[Dataset entries start]
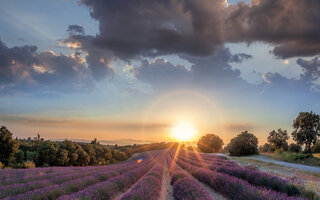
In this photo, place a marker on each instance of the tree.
(8, 146)
(83, 157)
(244, 144)
(266, 148)
(316, 147)
(295, 148)
(306, 129)
(278, 139)
(210, 143)
(95, 141)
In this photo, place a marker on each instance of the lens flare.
(183, 131)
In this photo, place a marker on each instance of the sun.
(183, 131)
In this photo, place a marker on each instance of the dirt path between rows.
(166, 188)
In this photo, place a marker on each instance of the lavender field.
(162, 174)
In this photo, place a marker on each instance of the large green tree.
(8, 146)
(278, 139)
(306, 129)
(210, 143)
(244, 144)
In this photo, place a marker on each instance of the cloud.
(98, 59)
(85, 123)
(75, 30)
(291, 25)
(149, 27)
(206, 72)
(25, 70)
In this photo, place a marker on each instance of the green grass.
(301, 158)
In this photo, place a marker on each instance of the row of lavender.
(67, 181)
(184, 186)
(209, 171)
(252, 175)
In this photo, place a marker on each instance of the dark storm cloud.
(24, 69)
(310, 79)
(201, 27)
(75, 30)
(162, 73)
(291, 25)
(149, 27)
(209, 71)
(98, 59)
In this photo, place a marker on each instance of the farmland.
(162, 174)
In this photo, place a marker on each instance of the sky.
(128, 71)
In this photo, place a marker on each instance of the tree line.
(37, 152)
(306, 131)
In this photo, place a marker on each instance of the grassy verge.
(301, 158)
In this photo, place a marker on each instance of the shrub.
(210, 143)
(244, 144)
(295, 148)
(278, 139)
(316, 147)
(266, 148)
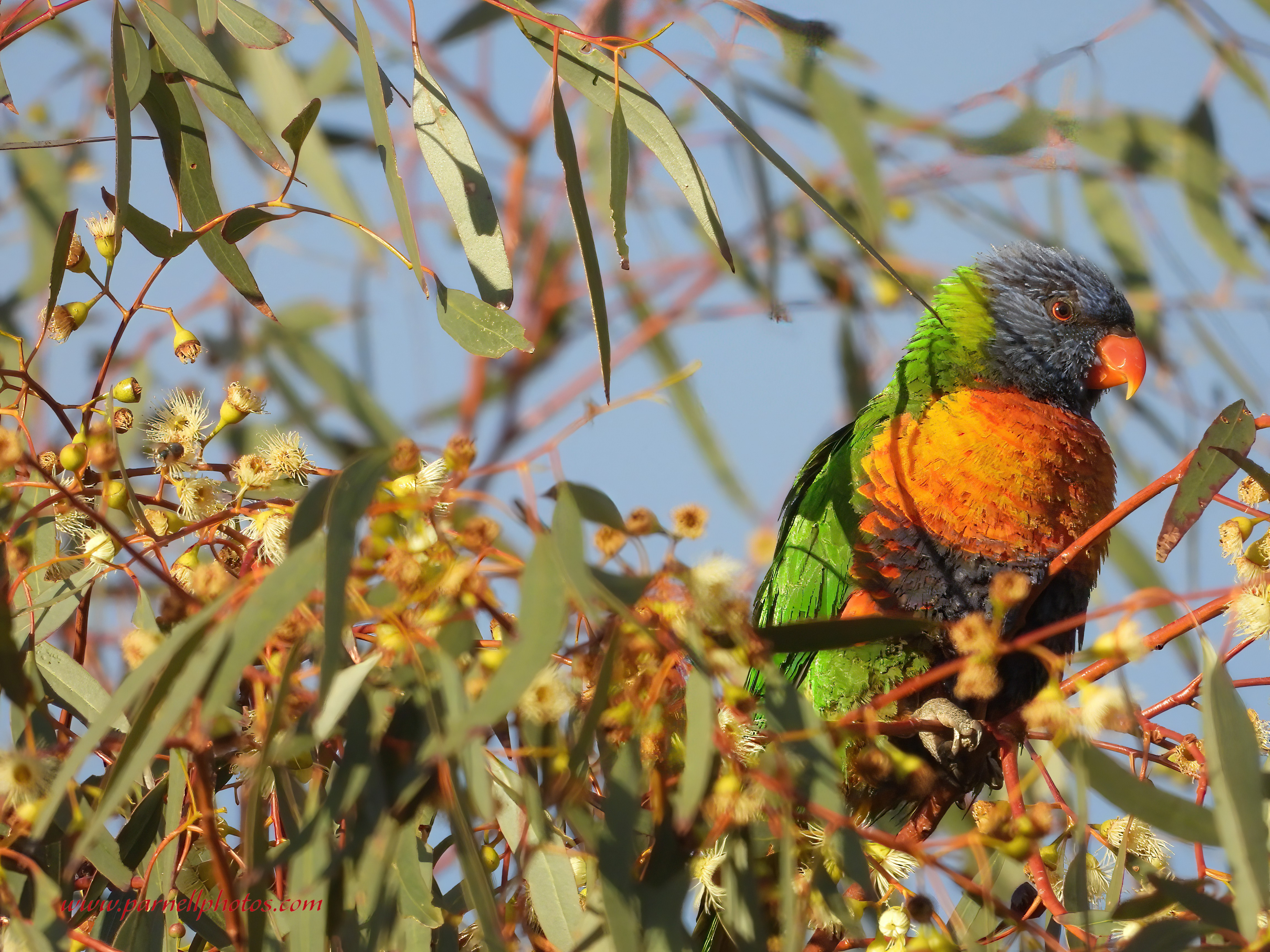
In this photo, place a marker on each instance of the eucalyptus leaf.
(251, 27)
(458, 174)
(479, 328)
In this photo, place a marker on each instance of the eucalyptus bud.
(116, 494)
(102, 228)
(185, 343)
(128, 391)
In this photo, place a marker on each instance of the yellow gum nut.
(74, 455)
(116, 494)
(403, 485)
(128, 391)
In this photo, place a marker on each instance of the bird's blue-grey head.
(1052, 312)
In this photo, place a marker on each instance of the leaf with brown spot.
(1210, 470)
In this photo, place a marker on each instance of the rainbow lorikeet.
(978, 458)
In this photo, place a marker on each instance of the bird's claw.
(967, 732)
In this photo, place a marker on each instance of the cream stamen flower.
(1141, 840)
(690, 521)
(101, 548)
(893, 923)
(1105, 709)
(704, 867)
(101, 226)
(1263, 732)
(1097, 881)
(181, 419)
(1253, 493)
(26, 779)
(548, 697)
(286, 456)
(745, 747)
(239, 402)
(892, 862)
(60, 325)
(252, 471)
(1252, 612)
(200, 498)
(272, 527)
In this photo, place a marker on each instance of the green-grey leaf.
(73, 687)
(354, 490)
(592, 75)
(1202, 178)
(172, 108)
(1114, 224)
(376, 102)
(7, 97)
(41, 181)
(208, 16)
(594, 504)
(340, 388)
(282, 589)
(251, 27)
(351, 39)
(129, 691)
(61, 248)
(479, 328)
(456, 171)
(155, 238)
(1235, 777)
(190, 55)
(1165, 936)
(1208, 473)
(620, 159)
(1259, 475)
(298, 130)
(244, 221)
(270, 69)
(568, 153)
(548, 872)
(1180, 818)
(837, 107)
(413, 866)
(775, 158)
(542, 626)
(343, 687)
(139, 833)
(1024, 132)
(699, 750)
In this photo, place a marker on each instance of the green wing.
(811, 574)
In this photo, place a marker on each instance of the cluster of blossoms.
(1252, 560)
(209, 503)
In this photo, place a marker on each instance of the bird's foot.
(967, 732)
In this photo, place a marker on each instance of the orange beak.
(1119, 361)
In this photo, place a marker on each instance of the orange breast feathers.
(992, 474)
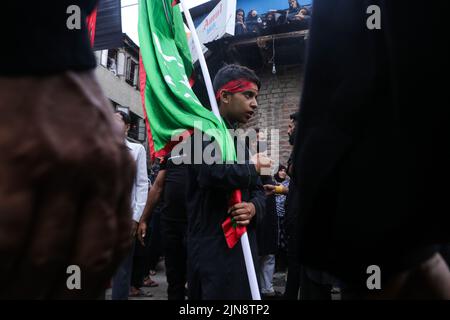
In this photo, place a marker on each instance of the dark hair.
(233, 72)
(125, 117)
(276, 176)
(294, 116)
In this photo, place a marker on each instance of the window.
(132, 71)
(112, 61)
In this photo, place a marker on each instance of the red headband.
(235, 86)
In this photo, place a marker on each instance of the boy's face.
(241, 105)
(124, 127)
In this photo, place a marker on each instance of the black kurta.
[Dataset entries end]
▶ [Challenge]: Restate the data above exactly, stripping out each image.

▶ [Solved exercise]:
In this photo, place a marker on each instance of the tree.
(8, 146)
(83, 157)
(244, 144)
(266, 148)
(316, 147)
(295, 148)
(306, 129)
(278, 139)
(210, 143)
(95, 141)
In this photo, place a marker on each instance of the lens flare.
(183, 131)
In this photo, place a marker on each instance of the sun.
(183, 131)
In this photo, place a marker on each instance of the dirt path between rows.
(166, 188)
In this photo, place a marker on each instance of the lavender field.
(162, 174)
In this photo, place a marker on each instance of the large green tree.
(8, 146)
(278, 139)
(306, 129)
(210, 143)
(244, 144)
In this photo, place a marker on each instance of the cloud.
(98, 59)
(85, 123)
(75, 30)
(291, 25)
(149, 27)
(206, 72)
(25, 70)
In this photo, place a marker on each instance of the green grass.
(301, 158)
In this photo, place a marker on each instance of the row of lavender.
(67, 181)
(184, 186)
(209, 171)
(252, 175)
In this photo, place a marker on each instance of the dark storm cloud.
(24, 69)
(310, 79)
(201, 27)
(75, 30)
(162, 73)
(291, 25)
(149, 27)
(209, 71)
(98, 59)
In this photo, place a marker on each instance of the farmland.
(162, 174)
In this photo, place a marker on each instance of the sky.
(128, 71)
In this photo, place a marker on each instance of the tree line.
(37, 152)
(306, 131)
In this photo, place a marker on each instance of the grassy verge.
(301, 158)
In this photo, place a marker on each instance of the shrub.
(210, 143)
(244, 144)
(295, 148)
(278, 139)
(316, 147)
(266, 148)
In this photo, place a marker on each instance of the eucalyptus leaf.
(251, 27)
(458, 174)
(479, 328)
In this photo, place a marker on each instance of the eucalyptus bud.
(116, 494)
(102, 228)
(185, 343)
(128, 391)
In this photo, place a marker on each instance of the yellow gum nut.
(74, 455)
(116, 494)
(403, 485)
(128, 391)
In this photo, place a marker on each instance of the bird's blue-grey head.
(1052, 312)
In this photo, place a marker on each instance of the leaf with brown spot.
(1210, 470)
In this photo, place a marker on each instance of the rainbow lorikeet.
(978, 458)
In this photo, place a marker on each instance of the bird's claw.
(967, 732)
In this photo, place a marker on each instance of the cream stamen flower.
(1141, 840)
(690, 521)
(101, 548)
(893, 923)
(1105, 709)
(704, 867)
(101, 226)
(1263, 732)
(1097, 881)
(181, 419)
(1253, 493)
(26, 779)
(548, 697)
(286, 456)
(745, 747)
(239, 402)
(892, 862)
(60, 325)
(252, 471)
(1252, 612)
(200, 498)
(272, 527)
In this photo, place a marker on each instance of the green-grey leaf.
(73, 687)
(354, 490)
(592, 75)
(1202, 178)
(172, 108)
(1114, 224)
(376, 102)
(7, 97)
(41, 181)
(208, 16)
(594, 504)
(340, 388)
(282, 589)
(251, 27)
(351, 39)
(129, 691)
(61, 248)
(479, 328)
(456, 171)
(155, 238)
(1235, 777)
(190, 55)
(1165, 936)
(1208, 473)
(620, 159)
(1259, 475)
(298, 130)
(244, 221)
(270, 69)
(568, 153)
(548, 872)
(1180, 818)
(837, 107)
(413, 866)
(775, 158)
(542, 626)
(343, 687)
(139, 833)
(1024, 132)
(699, 750)
In this photo, place a marker on each instance of the green wing.
(811, 574)
In this photo, place a marker on each instance of the cluster of blossoms.
(1252, 560)
(209, 503)
In this photo, place a marker on each instance of the bird's foot.
(967, 732)
In this photo, place a marker on each instance of the orange beak.
(1119, 361)
In this photo, place a marker on each instance of the orange breast feathers.
(992, 474)
In this photo, place a marker on each instance of the dark hair.
(233, 72)
(125, 117)
(276, 176)
(294, 116)
In this photo, place a marker on each instance of the window.
(132, 71)
(112, 61)
In this photo, place a marker on each instance of the red headband.
(235, 86)
In this photo, place a marker on each instance of the boy's face.
(241, 105)
(124, 127)
In this photo, place a marker on each instance of the black kurta.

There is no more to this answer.